■ Passage shown:
While all other mainstream medical bodies recognize that homosexuality does not in and of itself cause mental health problems, the World Health Organization still implies that it does, and that needs to change.
The American Psychiatric Association (APA) declassified homosexuality in 1973, a move that most other medical bodies followed. This would eventually help end the stigma that had reigned up until that point that classified homosexuality as a form of psychological illness or weakness, thus helping to shift the debate toward one about equal rights.
At the time the APA changed the classification to one known as “sexual orientation disturbance,” with gay rights supporters calling the change a political compromise that was significant but still problematic. That same classification was later changed to ego-dystonic homosexuality/sexual orientation, which attempted to capture and treat anxiety in people who are struggling to cope with their sexuality.
That classification was removed in 1987 (in DSM-III-R), with “persistent and marked distress about sexuality” shifted to the section ”sexual disorder not otherwise specified,” thus largely removing the pathological stigma that could have been attached to homosexuality or bisexuality. However, this is where the World Health Organization and the APA parted ways.
While WHO has formally depathologized homosexuality in the sense that it declassified it as a mental health problem and actually does stress that homosexuality or bisexuality should not be treated as a mental health problem, it retains in its International Classification of Diseases (ICD) a section that lists a number of sexual orientation-related problems in problematic terms. For example, “ego-dystonic sexual orientation” suggests an anxiety and depression disorder that reads:
“The gender identity or sexual preference is not in doubt, but the individual wishes it were different. ” (F66.1)
This is just one out of about five named pathologies which, while not pathologizing homosexuality directly, means WHO’s diagnostic criteria manages to swipe at homosexuality and imply that it can cause health worries. Others include FF60.2, which implies sexual orientation can be a reason why someone would be unable to maintain a relationship with a partner, as well as others that are more generalized yet still problematic.
The American Psychological Association has long opposed any such classification entering into the text of the DSM because it is clearly open to abuse and could lend itself to the cause of those who push sexual orientation change efforts. Indeed, it might even be seen to legitimize such efforts.
Sadly, this isn’t a baseless fear, either. Currently, India incorporates the ICD’s criteria into its own literature, with medical professionals using it as a justification for trying to combat homosexuality. Those opposed to legalizing homosexuality have also cited it as a reason why the country should retain its penal code provision (377) that, essentially, makes homosexuality a crime.
China also bases its diagnostic criteria on the ICD and as such those opposed to homosexuality are empowered to offer the unscientific and unsupported notion that changing sexuality is possible and healthy.
Encouragingly, there is now a push to have the ICD’s sexual orientation classifications amended. Science reports a panel of medical experts have reviewed several decades of studies on sexual orientation and mental health and are recommending that the WHO strike these criteria because, essentially, the classifications are baseless and have no scientific or medical underpinning. They say that anxiety and depression occur regardless of sexual orientation and thus it should not be implied that these are somehow attributable to homosexuality or bisexuality in itself.
In its report, the panel reserves special condemnation for the notion of “sexual maturation disorder” (F66.0), which is based on the Freudian theory that homosexuality is, essentially, a stunted phase in our growth, and that normal, well adjusted people should always arrive at heterosexuality. (I should note that this is a simplified version of what Freud actually said, and that Freud’s theories, though they lacked emperical research, were for the time quite kind to people who dared express homosexual feelings.)

■ Instructions:
a) Translate this sentence from the passage on the WHO's classification of homosexuality into Spanish: "Encouragingly, there is now a push to have the ICD’s sexual orientation classifications amended."
b) From the passage on the WHO's classification of homosexuality, copy out the text between "The American Psychological" and "legitimize such efforts.", inclusive.

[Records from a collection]
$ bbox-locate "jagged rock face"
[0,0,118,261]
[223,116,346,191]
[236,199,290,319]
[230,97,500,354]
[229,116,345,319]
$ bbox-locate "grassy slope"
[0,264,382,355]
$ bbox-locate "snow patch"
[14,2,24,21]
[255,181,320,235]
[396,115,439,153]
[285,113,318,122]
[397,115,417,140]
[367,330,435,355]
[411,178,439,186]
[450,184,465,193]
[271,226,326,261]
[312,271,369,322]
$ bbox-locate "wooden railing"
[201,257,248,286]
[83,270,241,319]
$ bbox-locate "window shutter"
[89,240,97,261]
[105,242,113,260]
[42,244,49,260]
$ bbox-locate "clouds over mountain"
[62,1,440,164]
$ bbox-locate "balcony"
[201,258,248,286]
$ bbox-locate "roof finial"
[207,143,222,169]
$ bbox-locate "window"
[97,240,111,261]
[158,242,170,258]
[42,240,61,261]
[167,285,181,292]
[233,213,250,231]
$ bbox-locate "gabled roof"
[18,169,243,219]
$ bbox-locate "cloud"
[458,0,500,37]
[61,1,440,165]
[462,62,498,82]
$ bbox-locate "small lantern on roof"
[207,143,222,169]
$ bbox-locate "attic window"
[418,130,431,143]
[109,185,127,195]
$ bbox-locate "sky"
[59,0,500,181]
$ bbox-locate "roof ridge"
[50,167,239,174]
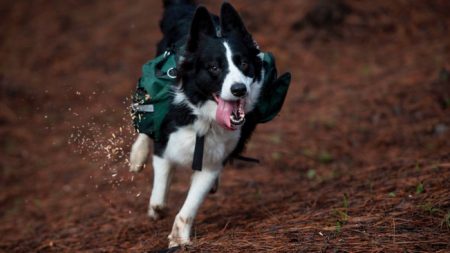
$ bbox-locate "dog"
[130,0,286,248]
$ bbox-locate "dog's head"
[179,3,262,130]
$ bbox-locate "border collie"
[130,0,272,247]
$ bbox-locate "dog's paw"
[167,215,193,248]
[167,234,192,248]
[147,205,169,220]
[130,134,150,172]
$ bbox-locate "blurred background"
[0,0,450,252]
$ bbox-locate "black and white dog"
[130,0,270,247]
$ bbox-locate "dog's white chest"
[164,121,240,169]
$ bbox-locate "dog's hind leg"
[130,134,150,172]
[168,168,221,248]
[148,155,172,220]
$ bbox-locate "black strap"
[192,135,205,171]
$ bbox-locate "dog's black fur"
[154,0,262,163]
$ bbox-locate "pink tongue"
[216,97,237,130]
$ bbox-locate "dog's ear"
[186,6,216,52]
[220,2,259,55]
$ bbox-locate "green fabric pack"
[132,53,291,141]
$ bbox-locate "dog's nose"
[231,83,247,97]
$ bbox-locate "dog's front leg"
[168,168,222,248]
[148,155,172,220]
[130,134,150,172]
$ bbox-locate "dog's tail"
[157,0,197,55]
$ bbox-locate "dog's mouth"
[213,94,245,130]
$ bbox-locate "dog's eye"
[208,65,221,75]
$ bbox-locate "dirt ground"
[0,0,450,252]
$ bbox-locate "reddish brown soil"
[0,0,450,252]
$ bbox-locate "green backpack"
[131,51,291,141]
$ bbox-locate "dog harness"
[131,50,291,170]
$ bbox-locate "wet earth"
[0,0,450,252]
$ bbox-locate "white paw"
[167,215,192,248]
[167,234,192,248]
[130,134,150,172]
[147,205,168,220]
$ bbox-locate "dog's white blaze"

---

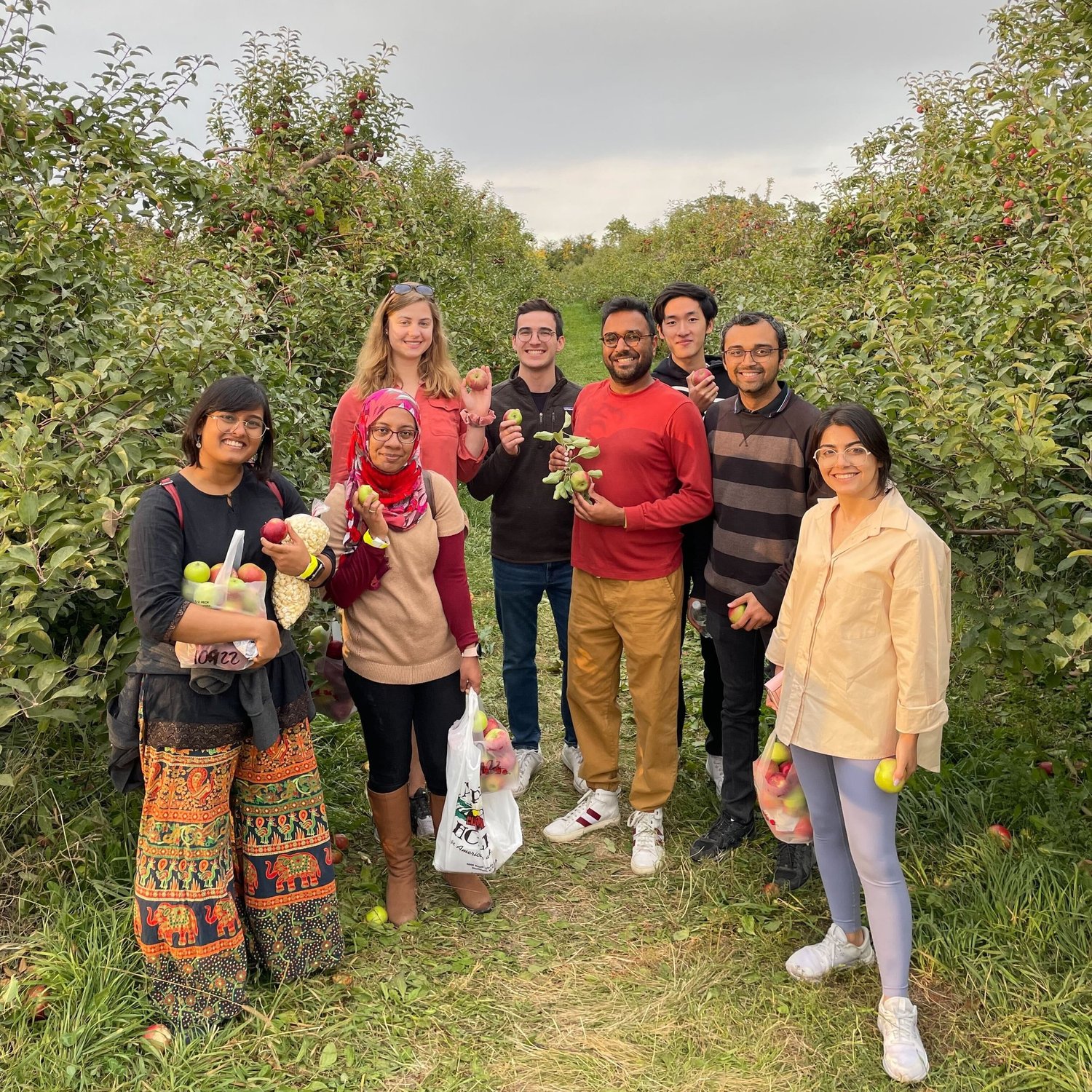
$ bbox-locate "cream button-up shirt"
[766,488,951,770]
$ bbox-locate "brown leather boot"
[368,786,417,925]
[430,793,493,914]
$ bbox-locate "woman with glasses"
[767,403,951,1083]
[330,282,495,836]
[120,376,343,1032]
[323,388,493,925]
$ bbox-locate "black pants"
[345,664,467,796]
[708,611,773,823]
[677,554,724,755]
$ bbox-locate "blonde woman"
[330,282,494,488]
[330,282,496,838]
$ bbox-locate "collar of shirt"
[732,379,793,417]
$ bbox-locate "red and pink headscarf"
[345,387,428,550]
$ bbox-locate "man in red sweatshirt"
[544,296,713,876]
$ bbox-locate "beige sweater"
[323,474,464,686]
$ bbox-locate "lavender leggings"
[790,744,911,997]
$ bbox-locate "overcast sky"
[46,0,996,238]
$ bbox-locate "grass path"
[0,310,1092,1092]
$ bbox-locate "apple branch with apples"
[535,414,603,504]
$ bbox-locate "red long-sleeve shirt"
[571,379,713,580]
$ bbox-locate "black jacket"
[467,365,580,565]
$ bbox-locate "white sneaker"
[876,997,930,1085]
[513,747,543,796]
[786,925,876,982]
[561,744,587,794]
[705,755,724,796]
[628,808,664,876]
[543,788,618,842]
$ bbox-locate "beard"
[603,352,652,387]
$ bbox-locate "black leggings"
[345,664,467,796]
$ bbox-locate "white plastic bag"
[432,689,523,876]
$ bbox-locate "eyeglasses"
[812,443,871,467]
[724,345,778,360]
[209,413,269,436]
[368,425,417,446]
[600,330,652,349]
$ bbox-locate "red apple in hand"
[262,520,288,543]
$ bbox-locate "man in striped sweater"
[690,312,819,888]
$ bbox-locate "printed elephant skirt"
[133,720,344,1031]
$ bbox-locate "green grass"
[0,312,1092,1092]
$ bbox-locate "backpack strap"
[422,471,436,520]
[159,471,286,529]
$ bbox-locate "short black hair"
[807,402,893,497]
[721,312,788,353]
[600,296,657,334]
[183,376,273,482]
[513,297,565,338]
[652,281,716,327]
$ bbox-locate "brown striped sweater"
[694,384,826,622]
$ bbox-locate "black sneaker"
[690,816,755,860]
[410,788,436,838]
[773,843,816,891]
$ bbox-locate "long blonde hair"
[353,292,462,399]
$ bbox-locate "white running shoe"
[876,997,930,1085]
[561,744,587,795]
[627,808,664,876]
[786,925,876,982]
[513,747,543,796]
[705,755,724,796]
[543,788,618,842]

==

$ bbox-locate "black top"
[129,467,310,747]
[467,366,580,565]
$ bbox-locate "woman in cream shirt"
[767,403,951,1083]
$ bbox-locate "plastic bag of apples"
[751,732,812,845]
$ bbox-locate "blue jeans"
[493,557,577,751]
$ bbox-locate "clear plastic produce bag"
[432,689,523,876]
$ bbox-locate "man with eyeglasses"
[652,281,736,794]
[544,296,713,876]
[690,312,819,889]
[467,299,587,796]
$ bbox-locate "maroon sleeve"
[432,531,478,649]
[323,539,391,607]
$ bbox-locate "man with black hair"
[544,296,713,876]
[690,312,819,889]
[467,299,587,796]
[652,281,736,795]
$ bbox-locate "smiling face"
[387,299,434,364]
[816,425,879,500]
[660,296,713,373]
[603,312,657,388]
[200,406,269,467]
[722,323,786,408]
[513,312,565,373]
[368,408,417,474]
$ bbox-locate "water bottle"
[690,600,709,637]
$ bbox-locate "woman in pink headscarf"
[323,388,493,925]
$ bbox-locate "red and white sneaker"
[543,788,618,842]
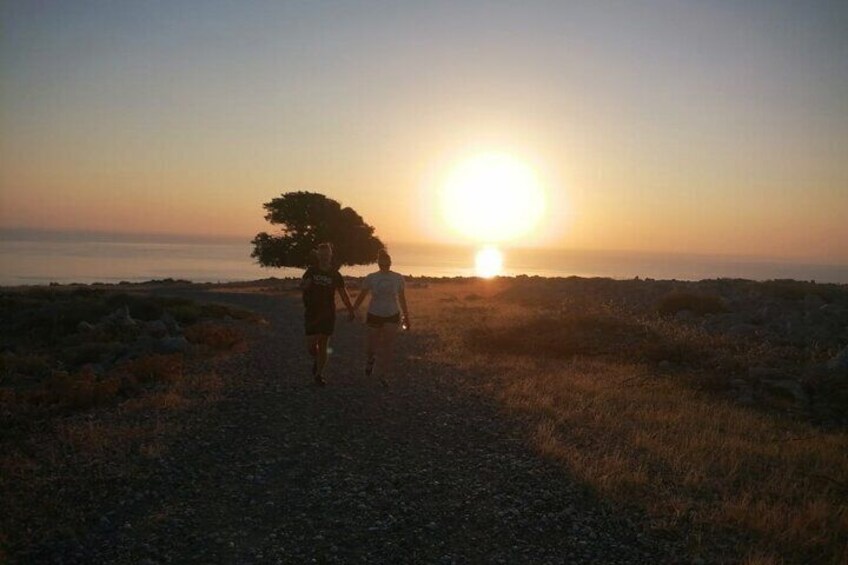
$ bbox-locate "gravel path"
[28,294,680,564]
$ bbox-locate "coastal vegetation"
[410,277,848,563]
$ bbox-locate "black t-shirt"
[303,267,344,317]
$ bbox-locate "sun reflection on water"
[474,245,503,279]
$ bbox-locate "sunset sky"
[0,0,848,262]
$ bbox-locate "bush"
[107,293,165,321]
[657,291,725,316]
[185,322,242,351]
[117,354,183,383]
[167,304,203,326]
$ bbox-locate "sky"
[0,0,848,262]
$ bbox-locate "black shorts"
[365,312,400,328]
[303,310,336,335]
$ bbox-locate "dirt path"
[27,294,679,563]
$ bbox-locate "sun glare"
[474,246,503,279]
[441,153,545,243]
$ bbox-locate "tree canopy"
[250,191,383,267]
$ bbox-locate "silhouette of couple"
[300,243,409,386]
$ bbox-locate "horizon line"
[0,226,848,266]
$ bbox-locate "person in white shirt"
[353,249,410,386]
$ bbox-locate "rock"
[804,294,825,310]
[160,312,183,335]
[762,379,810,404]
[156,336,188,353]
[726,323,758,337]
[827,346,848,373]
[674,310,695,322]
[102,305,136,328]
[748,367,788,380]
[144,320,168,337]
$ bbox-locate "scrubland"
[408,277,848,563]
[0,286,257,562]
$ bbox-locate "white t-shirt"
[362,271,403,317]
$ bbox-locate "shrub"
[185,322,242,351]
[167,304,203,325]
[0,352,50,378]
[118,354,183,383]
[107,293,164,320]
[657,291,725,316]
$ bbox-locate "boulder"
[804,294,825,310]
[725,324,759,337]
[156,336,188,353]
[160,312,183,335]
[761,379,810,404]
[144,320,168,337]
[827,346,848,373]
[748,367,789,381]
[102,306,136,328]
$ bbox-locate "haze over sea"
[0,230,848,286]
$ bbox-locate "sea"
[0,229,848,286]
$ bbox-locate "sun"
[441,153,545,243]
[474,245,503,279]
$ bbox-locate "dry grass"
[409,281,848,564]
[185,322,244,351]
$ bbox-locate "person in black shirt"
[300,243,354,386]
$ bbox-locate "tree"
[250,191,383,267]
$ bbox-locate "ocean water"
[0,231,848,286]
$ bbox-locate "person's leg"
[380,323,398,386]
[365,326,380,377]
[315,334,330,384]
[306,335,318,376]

■ Expected outputs:
a) Afortunadamente, ahora hay un impulso para que se modifiquen las clasificaciones de orientación sexual de la CIE.

b)
The American Psychological Association has long opposed any such classification entering into the text of the DSM because it is clearly open to abuse and could lend itself to the cause of those who push sexual orientation change efforts. Indeed, it might even be seen to legitimize such efforts.